#### Exercise inputs
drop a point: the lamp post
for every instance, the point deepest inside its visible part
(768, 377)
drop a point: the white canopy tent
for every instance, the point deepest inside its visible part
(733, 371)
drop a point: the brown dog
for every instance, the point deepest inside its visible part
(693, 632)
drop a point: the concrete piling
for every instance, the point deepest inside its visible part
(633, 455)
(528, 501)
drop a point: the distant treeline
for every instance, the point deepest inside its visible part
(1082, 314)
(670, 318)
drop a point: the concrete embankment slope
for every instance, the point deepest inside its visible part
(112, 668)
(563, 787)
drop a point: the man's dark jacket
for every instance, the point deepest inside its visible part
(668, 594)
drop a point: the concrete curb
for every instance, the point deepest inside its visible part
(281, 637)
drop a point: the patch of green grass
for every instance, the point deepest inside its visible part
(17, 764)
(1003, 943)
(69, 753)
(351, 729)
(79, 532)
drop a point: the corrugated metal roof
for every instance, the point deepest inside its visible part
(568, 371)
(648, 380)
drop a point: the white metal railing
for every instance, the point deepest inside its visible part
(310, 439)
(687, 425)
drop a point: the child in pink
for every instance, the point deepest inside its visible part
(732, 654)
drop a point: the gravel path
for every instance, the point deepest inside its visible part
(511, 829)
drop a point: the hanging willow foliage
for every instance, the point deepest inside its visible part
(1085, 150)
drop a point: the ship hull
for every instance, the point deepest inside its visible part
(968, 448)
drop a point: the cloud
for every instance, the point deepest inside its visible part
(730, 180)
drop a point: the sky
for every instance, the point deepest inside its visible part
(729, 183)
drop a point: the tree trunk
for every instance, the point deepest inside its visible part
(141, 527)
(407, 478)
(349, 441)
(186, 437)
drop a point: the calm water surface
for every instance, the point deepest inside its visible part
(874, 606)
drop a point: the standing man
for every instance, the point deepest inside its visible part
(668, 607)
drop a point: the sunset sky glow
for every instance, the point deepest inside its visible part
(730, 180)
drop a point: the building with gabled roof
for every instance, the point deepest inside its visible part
########
_Directions_
Read through the data and copy every line where "roof" shows up.

_Answer box_
drop a point: the corrugated metal roof
drop a point: the building with gabled roof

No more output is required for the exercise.